Written task
Locate each line in the items below that contains the word "point" and copy those lines out in full. Case counts.

Provided entries
-- Start --
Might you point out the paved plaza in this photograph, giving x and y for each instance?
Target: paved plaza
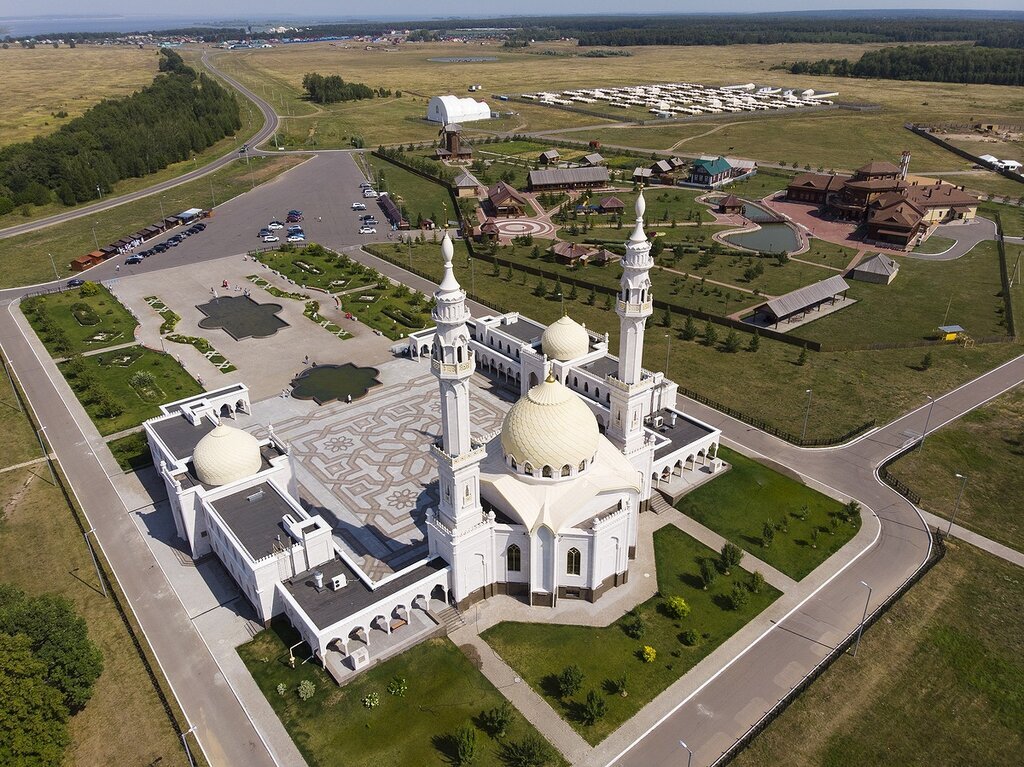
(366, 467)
-- End --
-- Start --
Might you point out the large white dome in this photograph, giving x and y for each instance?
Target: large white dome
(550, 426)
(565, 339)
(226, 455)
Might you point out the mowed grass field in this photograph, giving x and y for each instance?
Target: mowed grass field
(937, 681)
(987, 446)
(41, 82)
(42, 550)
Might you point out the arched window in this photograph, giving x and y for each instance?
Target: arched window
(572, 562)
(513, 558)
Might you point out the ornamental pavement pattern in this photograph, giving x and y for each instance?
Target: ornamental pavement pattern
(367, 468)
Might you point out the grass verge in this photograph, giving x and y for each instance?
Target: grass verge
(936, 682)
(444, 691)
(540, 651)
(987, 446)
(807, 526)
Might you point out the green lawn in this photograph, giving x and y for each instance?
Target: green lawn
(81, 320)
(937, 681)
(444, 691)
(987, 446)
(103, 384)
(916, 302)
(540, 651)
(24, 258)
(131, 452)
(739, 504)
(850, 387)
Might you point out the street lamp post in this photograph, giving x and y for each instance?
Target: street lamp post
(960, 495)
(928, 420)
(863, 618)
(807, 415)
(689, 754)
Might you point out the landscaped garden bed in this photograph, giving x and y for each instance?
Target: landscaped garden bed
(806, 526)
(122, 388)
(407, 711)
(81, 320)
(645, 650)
-- End --
Exercise output
Might you point out the paved plaza in this photograph, giving x and y for each instance?
Might you point out the large white dome in this photograph, giving x and y for each instance?
Might you point out the mowed grass field in this photograph, giving x and y for each instance?
Might you point out the arched window in this photograph, giving x and y for each instance?
Might you point out the ornamental pavement pattern in this photograph, giving x and y for each instance?
Might you point out the grass verge in this photograph, giving x and y for each instance?
Might you point out the green lawn in this photograph, giving x and y for each instance?
Might you point out the street lamp post in this photograph, giving x and y for each instance?
Might you point out the landscaped garden bed in this photograph, giving x and y for each instance?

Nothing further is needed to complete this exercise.